» Try it: Could the data below be copied out in full, word for word?

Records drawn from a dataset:
++++++
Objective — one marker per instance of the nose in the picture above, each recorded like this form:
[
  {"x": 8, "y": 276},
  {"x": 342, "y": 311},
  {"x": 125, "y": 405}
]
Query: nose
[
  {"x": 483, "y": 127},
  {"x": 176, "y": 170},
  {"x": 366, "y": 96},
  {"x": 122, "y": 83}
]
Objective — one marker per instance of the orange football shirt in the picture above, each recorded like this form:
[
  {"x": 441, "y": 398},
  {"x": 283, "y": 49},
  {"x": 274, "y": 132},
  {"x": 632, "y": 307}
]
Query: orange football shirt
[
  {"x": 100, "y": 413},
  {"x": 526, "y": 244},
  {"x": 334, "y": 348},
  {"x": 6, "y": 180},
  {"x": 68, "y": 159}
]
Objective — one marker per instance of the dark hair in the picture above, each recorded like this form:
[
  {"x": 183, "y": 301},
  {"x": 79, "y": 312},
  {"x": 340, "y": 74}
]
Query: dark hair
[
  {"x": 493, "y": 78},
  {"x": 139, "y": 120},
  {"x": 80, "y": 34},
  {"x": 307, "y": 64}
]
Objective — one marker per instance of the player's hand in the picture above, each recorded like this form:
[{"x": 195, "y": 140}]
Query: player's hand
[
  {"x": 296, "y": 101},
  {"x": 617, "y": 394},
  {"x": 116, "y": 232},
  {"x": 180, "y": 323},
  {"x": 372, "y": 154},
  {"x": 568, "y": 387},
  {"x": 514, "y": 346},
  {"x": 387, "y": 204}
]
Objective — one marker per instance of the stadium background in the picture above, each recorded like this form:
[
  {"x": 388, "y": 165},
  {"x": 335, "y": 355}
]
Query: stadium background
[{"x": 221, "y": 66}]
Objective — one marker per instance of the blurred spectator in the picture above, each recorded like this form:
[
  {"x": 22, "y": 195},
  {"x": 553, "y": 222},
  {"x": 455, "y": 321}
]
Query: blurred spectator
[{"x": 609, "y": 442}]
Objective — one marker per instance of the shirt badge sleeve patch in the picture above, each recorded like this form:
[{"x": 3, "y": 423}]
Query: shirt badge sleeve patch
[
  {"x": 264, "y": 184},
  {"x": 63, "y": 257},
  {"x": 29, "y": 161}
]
++++++
» Result below:
Objective — one marker per instance of the nose in the picture above, each recorded like this form:
[
  {"x": 8, "y": 276},
  {"x": 342, "y": 311},
  {"x": 125, "y": 405}
]
Query: nose
[
  {"x": 483, "y": 127},
  {"x": 176, "y": 170},
  {"x": 366, "y": 96},
  {"x": 122, "y": 83}
]
Objective — one marker per instance of the orange football shirt in the picture above, each recorded like this form:
[
  {"x": 441, "y": 398},
  {"x": 283, "y": 49},
  {"x": 274, "y": 132},
  {"x": 632, "y": 307}
]
Query: orange football shirt
[
  {"x": 100, "y": 413},
  {"x": 526, "y": 244},
  {"x": 334, "y": 348},
  {"x": 6, "y": 180},
  {"x": 68, "y": 159}
]
Objective — one marker per instance of the dark hair in the picture above, each recorded like this form:
[
  {"x": 183, "y": 301},
  {"x": 79, "y": 312},
  {"x": 340, "y": 74}
]
Query: dark hair
[
  {"x": 493, "y": 78},
  {"x": 139, "y": 120},
  {"x": 80, "y": 34},
  {"x": 307, "y": 64}
]
Objective — one marker per instance of the player's hand in the picture above, each recorded like this form:
[{"x": 195, "y": 140}]
Query: player's hand
[
  {"x": 296, "y": 101},
  {"x": 617, "y": 394},
  {"x": 116, "y": 232},
  {"x": 180, "y": 323},
  {"x": 372, "y": 154},
  {"x": 568, "y": 387},
  {"x": 514, "y": 346},
  {"x": 387, "y": 204}
]
Objective — one marker per instance of the stadium background in the picture above, each recorded like this form:
[
  {"x": 388, "y": 165},
  {"x": 335, "y": 355}
]
Query: stadium background
[{"x": 221, "y": 66}]
Objective — one marker per instance of the blurred spectator in the picture above, each recorded like this form:
[
  {"x": 22, "y": 195},
  {"x": 553, "y": 222},
  {"x": 455, "y": 321}
]
Query: blurred spectator
[{"x": 609, "y": 442}]
Objective — one marker per instance of the shirt badge sleeve patch in the picture above, each recorded like this form:
[{"x": 3, "y": 423}]
Query: shirt badge sleeve patch
[
  {"x": 264, "y": 184},
  {"x": 63, "y": 257},
  {"x": 29, "y": 161}
]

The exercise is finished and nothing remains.